TASK>
Line by line, check the data for the string "tally" and state how many lines have it, nothing more.

PROVIDED INFORMATION>
=== Begin Enclosure ===
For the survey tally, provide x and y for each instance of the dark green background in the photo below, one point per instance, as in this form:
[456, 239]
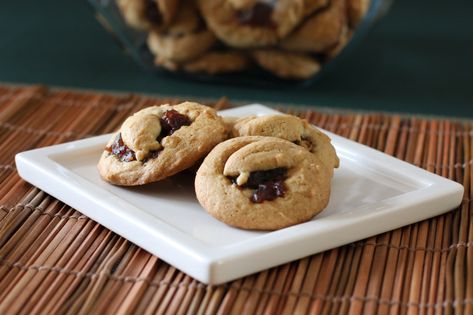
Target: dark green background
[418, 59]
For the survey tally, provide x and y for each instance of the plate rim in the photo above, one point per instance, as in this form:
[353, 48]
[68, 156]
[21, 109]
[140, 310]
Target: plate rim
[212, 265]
=== End Enclosure ===
=== Begin Enclosure ===
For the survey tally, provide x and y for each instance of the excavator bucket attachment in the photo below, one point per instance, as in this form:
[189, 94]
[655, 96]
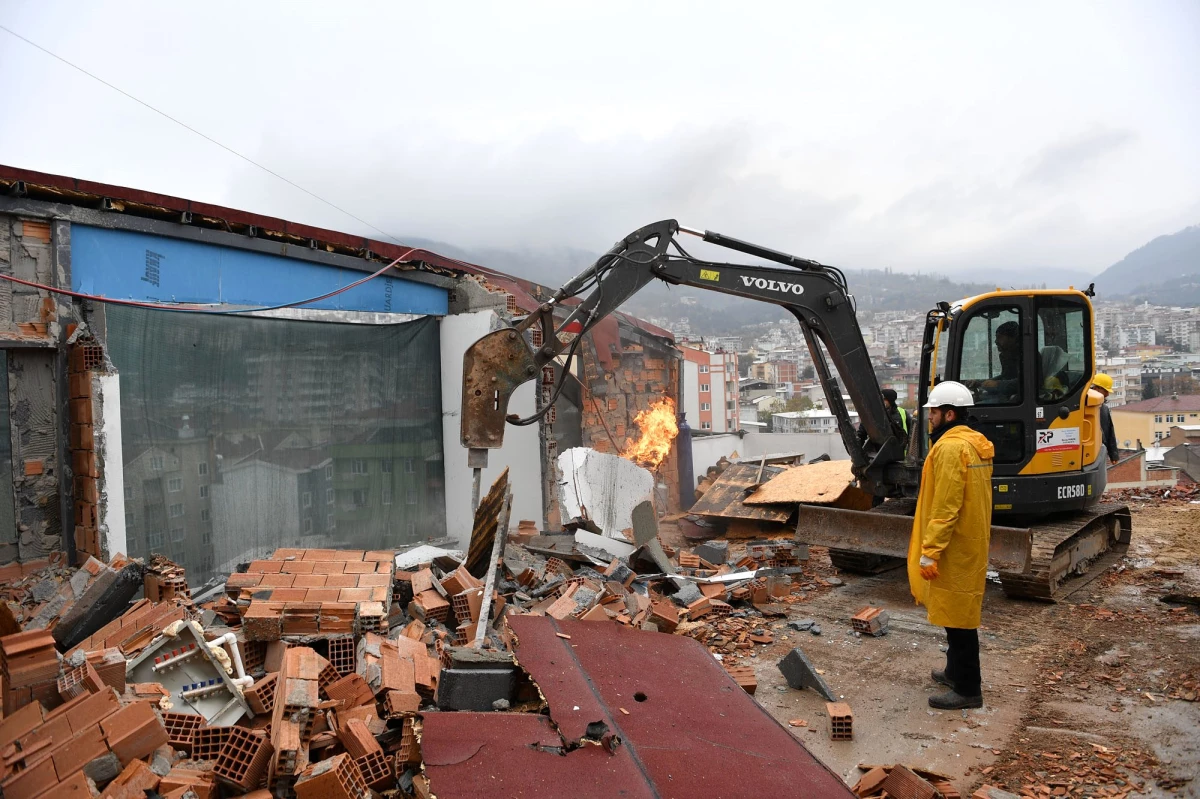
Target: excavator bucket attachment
=== End Enclosure ===
RESULT FOR THIS TASK>
3